▸ **Requirement A**
In the text about the Love Won Out conference, how many years has the writer spent thinking hard and reading about homosexuality?
▸ **Requirement B**
Write out the text about the Love Won Out conference from "Is it true?" to "a few days.", word for word.

▸ **Exercise text**
-- -- --

Is it true? Did love win out?

A clarification: I was not trying to dehumanize or brutalize Steve. He is a kind-hearted man who helps desperate people everyday. I did not intend to write meanly. I was trying to write about my encounter with fundamentalism and what it meant to me.

Another clarification: I am now trying to write about homosexuality, and will do so for a few days.

I don’t want to write about Focus on the Family itself, because for the most part I don’t like them very much. Specifically, I don’t like what I know of James Dobson, FF’s views on women, gender roles, politics, culture wars, and marriage. I felt ambivalent at the Love Won Out conference because I would prefer to have a consistent feeling of dislike toward Focus, but instead I am repelled and compelled simultaneously. (And, btw, I volunteer at Focus conferences with my parents b/c it’s something we like to do together. I’ve done two homosexuality conference, and one Women of Faith extravaganza).

I consider the issue of homosexuality, and gay people, to be gifts in my life. I didn’t seek them/it out, but here they/it are/is. I have been thinking hard and reading about the issue for 13 years. I have believed that homosexuality is an especially dastardly sin and that gays are dirty and shouldn’t be touched. I have believed that lesbians are quite intriguing, and that gay men make for entertaining, neat, and woman-friendly friends. I have believed that the Bible is totally clear about homosexuality, that it is totally unclear, and that it is clear enough. I have made myself a student of James Dobson, Stanton Jones, Marcus Borg, Walter Wink, and Mel White at various times.

-- -- --

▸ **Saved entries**
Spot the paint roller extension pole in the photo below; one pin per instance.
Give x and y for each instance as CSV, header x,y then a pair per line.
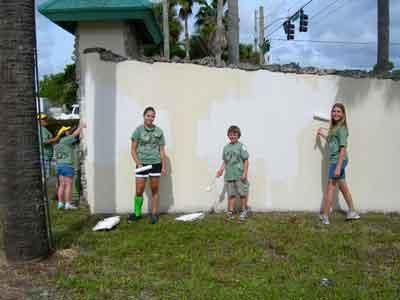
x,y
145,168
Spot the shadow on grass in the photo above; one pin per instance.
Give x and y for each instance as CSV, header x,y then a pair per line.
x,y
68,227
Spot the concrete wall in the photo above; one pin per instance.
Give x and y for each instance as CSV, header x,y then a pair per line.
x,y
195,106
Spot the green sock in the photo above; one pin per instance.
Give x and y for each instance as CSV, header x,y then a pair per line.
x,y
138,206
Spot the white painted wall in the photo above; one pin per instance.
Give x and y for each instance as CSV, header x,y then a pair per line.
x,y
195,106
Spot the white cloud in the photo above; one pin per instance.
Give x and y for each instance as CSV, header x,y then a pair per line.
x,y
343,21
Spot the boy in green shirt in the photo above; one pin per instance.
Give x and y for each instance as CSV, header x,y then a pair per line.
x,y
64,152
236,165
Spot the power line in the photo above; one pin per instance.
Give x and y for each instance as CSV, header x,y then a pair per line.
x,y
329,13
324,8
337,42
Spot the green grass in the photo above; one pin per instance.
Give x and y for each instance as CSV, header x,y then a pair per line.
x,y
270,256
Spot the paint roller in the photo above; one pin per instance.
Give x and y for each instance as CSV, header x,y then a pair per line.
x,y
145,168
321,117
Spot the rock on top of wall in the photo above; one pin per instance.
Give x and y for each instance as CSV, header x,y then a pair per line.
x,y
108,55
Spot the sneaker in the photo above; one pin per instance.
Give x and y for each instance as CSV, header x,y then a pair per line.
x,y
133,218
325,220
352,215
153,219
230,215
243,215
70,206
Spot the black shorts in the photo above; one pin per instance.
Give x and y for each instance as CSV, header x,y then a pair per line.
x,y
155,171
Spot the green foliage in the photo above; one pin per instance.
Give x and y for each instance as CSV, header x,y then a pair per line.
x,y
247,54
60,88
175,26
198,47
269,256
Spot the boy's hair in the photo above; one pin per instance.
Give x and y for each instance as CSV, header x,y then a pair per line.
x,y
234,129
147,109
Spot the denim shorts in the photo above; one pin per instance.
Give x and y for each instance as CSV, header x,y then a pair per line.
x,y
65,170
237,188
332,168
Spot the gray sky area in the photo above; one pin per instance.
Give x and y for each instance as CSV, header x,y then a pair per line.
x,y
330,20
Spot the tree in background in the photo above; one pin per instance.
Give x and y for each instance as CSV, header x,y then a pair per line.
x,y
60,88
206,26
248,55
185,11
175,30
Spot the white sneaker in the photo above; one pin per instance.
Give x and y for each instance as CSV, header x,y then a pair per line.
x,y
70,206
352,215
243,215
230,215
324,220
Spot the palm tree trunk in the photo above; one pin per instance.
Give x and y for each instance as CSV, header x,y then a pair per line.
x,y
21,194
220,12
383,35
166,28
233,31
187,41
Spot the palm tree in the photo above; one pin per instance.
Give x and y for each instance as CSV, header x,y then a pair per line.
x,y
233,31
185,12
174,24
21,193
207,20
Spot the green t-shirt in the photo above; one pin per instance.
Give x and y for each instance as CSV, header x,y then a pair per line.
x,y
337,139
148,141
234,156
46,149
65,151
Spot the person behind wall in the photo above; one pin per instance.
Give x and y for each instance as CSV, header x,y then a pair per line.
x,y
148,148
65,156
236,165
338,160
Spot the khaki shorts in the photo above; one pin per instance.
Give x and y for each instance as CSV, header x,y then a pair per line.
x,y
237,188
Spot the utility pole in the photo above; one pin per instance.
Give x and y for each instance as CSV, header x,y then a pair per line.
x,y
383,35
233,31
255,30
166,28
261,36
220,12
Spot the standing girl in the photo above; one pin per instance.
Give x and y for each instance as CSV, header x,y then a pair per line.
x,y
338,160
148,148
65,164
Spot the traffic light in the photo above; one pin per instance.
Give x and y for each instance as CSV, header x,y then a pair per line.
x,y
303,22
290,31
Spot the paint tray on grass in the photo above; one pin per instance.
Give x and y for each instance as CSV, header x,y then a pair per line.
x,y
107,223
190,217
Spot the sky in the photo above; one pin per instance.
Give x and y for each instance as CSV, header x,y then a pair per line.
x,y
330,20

-- -- --

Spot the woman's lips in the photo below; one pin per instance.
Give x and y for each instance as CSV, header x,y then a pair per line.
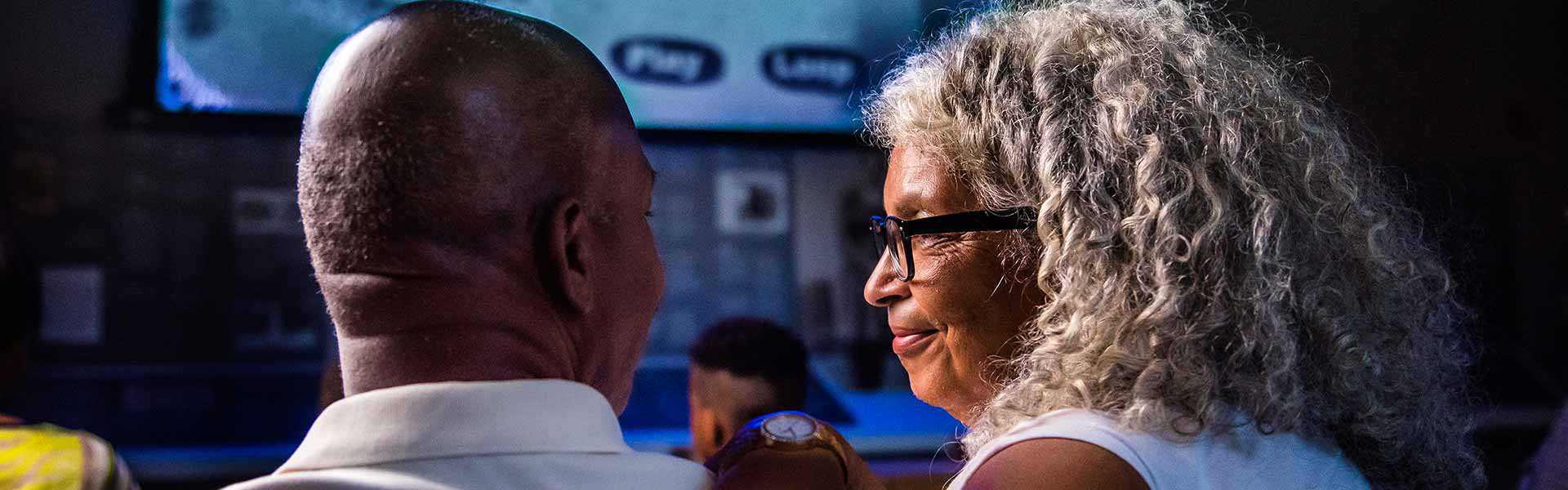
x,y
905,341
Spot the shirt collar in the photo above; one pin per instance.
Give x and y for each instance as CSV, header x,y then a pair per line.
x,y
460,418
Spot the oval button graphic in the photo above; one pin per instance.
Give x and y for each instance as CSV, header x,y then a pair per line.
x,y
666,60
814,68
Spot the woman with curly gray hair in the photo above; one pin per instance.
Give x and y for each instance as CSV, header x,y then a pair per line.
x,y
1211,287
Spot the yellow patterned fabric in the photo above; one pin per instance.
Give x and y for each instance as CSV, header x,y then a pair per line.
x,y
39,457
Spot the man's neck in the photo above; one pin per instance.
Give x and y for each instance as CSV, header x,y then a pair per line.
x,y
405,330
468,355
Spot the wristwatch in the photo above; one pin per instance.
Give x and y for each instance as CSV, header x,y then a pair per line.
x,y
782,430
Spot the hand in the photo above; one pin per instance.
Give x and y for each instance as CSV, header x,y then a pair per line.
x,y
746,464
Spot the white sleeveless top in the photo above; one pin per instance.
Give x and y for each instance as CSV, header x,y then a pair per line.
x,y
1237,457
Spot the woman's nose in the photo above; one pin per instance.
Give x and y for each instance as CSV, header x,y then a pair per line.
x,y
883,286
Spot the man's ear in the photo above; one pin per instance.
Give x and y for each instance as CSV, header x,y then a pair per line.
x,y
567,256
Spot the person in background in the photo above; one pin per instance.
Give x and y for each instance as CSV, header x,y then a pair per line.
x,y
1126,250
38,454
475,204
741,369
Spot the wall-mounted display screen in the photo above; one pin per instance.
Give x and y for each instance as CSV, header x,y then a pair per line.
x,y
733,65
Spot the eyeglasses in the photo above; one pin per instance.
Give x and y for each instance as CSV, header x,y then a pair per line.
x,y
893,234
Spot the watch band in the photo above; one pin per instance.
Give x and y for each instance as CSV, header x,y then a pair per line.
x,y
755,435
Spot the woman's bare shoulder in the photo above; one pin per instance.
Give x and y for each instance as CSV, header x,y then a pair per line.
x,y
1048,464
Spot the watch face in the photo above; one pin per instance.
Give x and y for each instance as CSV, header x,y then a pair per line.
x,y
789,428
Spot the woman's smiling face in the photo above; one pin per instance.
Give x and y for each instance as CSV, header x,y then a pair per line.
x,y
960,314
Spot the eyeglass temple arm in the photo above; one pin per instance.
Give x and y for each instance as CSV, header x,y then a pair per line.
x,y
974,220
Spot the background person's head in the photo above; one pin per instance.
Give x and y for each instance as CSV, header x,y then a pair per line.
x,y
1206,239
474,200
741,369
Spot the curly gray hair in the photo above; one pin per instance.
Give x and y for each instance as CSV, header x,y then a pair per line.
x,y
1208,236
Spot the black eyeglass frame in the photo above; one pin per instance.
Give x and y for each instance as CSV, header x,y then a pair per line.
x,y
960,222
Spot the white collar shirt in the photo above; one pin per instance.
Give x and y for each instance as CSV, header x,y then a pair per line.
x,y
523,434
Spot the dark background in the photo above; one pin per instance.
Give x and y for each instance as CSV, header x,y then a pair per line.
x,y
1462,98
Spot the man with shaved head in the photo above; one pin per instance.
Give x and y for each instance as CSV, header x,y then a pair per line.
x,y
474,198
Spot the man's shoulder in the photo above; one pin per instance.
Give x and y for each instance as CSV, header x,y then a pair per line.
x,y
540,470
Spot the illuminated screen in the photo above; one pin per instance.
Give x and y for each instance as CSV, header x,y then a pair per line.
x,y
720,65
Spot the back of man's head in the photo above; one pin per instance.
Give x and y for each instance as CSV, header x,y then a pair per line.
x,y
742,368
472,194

-- -- --

▸ **Reply A**
13 years

▸ **Reply B**
Is it true? Did love win out?

A clarification: I was not trying to dehumanize or brutalize Steve. He is a kind-hearted man who helps desperate people everyday. I did not intend to write meanly. I was trying to write about my encounter with fundamentalism and what it meant to me.

Another clarification: I am now trying to write about homosexuality, and will do so for a few days.